SUPPLIED RECORDS: Begin
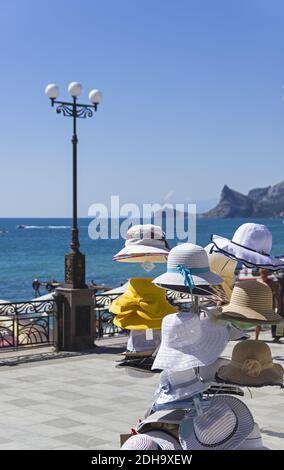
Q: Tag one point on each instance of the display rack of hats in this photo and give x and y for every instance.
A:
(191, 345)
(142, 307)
SUPPLIED RECORDS: End
SUPPLIED RECORDS: Begin
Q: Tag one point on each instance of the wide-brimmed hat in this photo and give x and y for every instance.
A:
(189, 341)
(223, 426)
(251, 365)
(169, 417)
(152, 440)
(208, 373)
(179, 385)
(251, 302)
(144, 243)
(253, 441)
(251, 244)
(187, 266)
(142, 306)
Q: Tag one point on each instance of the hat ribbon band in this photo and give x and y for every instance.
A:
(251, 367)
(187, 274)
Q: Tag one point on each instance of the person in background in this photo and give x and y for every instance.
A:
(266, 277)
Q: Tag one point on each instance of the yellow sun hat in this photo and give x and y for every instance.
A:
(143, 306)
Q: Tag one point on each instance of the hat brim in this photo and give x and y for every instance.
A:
SUPPLIED RECORDS: End
The answer must consist of every line from the listing above that includes the word "this".

Q: Tag one point on each instance of the display rack of hats in this photo and give x and y for every instance.
Q: Tag one point on each instance of the wide-brimmed hat in this photo and give x and y for every instance.
Q: Tag one point on each instance of the hat ribbon band in this photo and give x and y for every instance.
Q: Tag one point on each instance of the person in background in this photo and give x and y for every instance.
Q: Tag one point on each instance of the yellow sun hat in this photo and give x and y for every instance.
Q: Tag one point on each instance of the hat brim in this photo and give x and y for every instance.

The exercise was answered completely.